● **Exercise requirements**
Please render every line of the rows below as a JSON list of strings, one string per line, skipping blank lines. Leave the pictures out.

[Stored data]
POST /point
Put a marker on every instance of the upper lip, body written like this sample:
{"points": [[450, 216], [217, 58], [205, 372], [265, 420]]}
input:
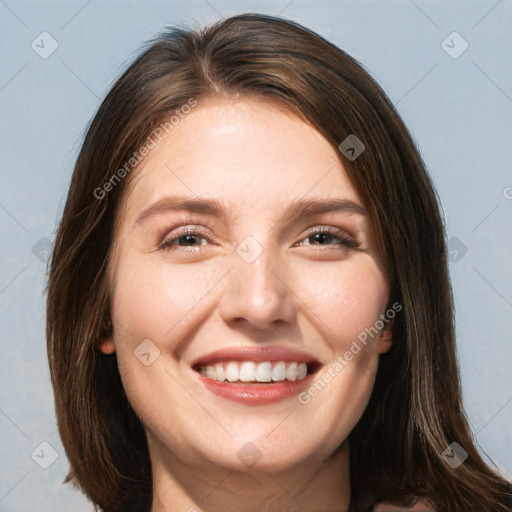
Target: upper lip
{"points": [[256, 354]]}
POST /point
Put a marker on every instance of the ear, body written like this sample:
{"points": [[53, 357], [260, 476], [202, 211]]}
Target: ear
{"points": [[386, 338], [107, 346]]}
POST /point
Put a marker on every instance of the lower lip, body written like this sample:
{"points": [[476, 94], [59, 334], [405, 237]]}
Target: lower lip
{"points": [[256, 394]]}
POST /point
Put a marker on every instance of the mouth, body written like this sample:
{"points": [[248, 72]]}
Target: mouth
{"points": [[256, 376]]}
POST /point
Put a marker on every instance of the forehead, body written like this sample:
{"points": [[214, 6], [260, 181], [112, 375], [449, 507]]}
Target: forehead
{"points": [[250, 154]]}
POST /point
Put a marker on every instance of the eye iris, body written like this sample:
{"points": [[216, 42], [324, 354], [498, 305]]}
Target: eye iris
{"points": [[321, 237], [189, 238]]}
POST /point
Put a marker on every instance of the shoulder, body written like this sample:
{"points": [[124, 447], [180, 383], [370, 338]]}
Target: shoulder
{"points": [[420, 506]]}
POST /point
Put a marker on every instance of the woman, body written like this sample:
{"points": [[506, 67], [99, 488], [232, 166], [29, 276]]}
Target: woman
{"points": [[249, 305]]}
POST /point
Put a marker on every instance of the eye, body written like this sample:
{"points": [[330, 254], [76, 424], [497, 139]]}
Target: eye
{"points": [[323, 235], [187, 238]]}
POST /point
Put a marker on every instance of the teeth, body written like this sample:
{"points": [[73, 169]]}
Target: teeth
{"points": [[249, 371]]}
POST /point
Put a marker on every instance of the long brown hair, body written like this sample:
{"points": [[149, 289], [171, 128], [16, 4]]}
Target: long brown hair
{"points": [[415, 410]]}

● **Output of the task**
[
  "POST /point",
  "Put a marker on every instance of the upper lip, body written like this sample:",
  "{\"points\": [[450, 216], [217, 58], [205, 372], [265, 420]]}",
  "input:",
  "Target: upper lip",
  "{\"points\": [[256, 354]]}",
  "POST /point",
  "Put a marker on every instance of the ear, body written like this sample:",
  "{\"points\": [[53, 357], [260, 476], [202, 211]]}",
  "Target: ear",
  "{\"points\": [[386, 338], [107, 346]]}",
  "POST /point",
  "Put a marker on every instance of the lower lip, body written like this sample:",
  "{\"points\": [[476, 94], [59, 334], [405, 237]]}",
  "Target: lower lip",
  "{\"points\": [[256, 394]]}",
  "POST /point",
  "Put a marker on every instance of the mouth, body written like this sample:",
  "{\"points\": [[248, 72]]}",
  "Target: mouth",
  "{\"points\": [[256, 376]]}",
  "POST /point",
  "Put a marker on every instance of the forehead, body written like this sample:",
  "{\"points\": [[214, 6], [260, 181], [112, 375], [449, 507]]}",
  "Target: forehead",
  "{\"points\": [[250, 154]]}",
  "POST /point",
  "Put a marker on every instance of the eye iris, body written like this sample:",
  "{\"points\": [[216, 42], [324, 354], [498, 305]]}",
  "Target: eye iris",
  "{\"points\": [[321, 237], [189, 238]]}",
  "POST /point",
  "Put a marker on every instance of the shoulder, body written like this sample:",
  "{\"points\": [[124, 447], [180, 383], [370, 338]]}",
  "Target: shoulder",
  "{\"points\": [[420, 506]]}",
  "POST /point",
  "Put a marker on every instance of the woman, body written like this sample:",
  "{\"points\": [[506, 67], [99, 488], [232, 166], [29, 276]]}",
  "Target: woman",
  "{\"points\": [[249, 305]]}",
  "POST /point",
  "Put a marker on every instance of the eye, body written like this sample:",
  "{\"points\": [[330, 254], [76, 424], [497, 139]]}",
  "Target: eye",
  "{\"points\": [[323, 235], [187, 238]]}",
  "POST /point",
  "Put a marker on every instance of the teeth, body written like this sample:",
  "{\"points\": [[73, 169]]}",
  "Target: teeth",
  "{\"points\": [[249, 371]]}",
  "POST /point",
  "Put a marker on every instance of the long brown hair, body written like this sample:",
  "{\"points\": [[149, 289], [171, 128], [16, 4]]}",
  "Target: long brown hair",
  "{\"points\": [[415, 410]]}"
]